- [Exercise input]

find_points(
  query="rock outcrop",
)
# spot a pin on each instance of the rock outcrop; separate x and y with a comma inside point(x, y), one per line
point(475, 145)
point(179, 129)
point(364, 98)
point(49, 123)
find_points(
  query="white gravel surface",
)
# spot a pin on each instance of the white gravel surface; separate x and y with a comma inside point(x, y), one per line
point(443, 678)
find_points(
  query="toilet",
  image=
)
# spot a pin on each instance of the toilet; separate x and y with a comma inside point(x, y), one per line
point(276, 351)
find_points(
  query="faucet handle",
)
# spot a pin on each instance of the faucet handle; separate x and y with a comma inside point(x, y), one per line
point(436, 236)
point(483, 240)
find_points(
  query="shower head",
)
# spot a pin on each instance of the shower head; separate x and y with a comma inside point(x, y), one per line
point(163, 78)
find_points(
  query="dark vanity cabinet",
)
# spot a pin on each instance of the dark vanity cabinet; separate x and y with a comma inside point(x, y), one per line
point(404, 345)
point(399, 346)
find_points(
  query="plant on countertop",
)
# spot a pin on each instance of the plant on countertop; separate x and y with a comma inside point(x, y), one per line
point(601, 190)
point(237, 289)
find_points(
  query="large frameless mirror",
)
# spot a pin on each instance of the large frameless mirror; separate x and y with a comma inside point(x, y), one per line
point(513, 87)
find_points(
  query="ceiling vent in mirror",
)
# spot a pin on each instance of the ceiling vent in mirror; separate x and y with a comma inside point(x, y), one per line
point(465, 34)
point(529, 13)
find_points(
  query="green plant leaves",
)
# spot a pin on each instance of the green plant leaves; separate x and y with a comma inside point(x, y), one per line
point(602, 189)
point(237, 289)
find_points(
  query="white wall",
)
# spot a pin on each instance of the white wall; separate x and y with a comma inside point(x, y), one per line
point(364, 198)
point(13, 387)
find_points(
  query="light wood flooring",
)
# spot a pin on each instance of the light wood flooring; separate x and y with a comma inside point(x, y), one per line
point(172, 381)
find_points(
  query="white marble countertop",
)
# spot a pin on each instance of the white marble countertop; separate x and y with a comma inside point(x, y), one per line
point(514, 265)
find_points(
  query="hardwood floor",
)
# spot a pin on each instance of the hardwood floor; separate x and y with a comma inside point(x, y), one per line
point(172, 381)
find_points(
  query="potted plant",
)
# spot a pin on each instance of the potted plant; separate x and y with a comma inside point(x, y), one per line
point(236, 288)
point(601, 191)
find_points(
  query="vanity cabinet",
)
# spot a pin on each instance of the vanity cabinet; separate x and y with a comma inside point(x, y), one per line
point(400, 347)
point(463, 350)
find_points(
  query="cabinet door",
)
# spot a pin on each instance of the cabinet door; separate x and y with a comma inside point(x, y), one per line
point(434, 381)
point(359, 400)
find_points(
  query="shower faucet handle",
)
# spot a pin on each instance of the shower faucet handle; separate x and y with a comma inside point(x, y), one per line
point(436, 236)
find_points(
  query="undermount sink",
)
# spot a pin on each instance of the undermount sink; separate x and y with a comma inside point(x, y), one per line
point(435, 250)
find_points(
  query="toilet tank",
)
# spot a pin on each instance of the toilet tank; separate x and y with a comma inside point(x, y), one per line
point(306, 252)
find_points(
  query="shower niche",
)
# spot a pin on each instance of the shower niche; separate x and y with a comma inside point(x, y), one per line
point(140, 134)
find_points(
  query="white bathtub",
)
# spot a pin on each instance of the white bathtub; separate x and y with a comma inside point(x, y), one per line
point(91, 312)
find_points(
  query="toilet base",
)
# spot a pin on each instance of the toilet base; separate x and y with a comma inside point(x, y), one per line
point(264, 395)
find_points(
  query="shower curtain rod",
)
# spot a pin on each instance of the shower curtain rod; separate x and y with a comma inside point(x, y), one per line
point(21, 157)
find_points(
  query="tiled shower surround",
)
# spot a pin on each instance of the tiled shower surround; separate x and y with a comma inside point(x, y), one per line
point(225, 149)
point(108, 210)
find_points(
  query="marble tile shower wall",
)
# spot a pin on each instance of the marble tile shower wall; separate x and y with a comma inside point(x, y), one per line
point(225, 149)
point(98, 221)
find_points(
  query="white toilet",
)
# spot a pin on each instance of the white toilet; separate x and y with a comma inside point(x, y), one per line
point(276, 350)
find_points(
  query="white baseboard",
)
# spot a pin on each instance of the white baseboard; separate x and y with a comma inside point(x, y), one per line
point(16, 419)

- [The request] Copy the material from its start through the line with "point(443, 678)", swapping "rock outcrop" for "stone ledge" and leaving everything else unchanged.

- [Full response]
find_points(
  query="stone ledge",
)
# spot a pin on each instance of the stone ledge; separate x and y with a comma inside point(x, y), one per line
point(475, 145)
point(179, 129)
point(364, 98)
point(49, 123)
find_points(
  query="white gravel surface",
)
# spot a pin on each instance of the white gravel surface; separate x and y with a comma inside point(x, y), one per line
point(443, 678)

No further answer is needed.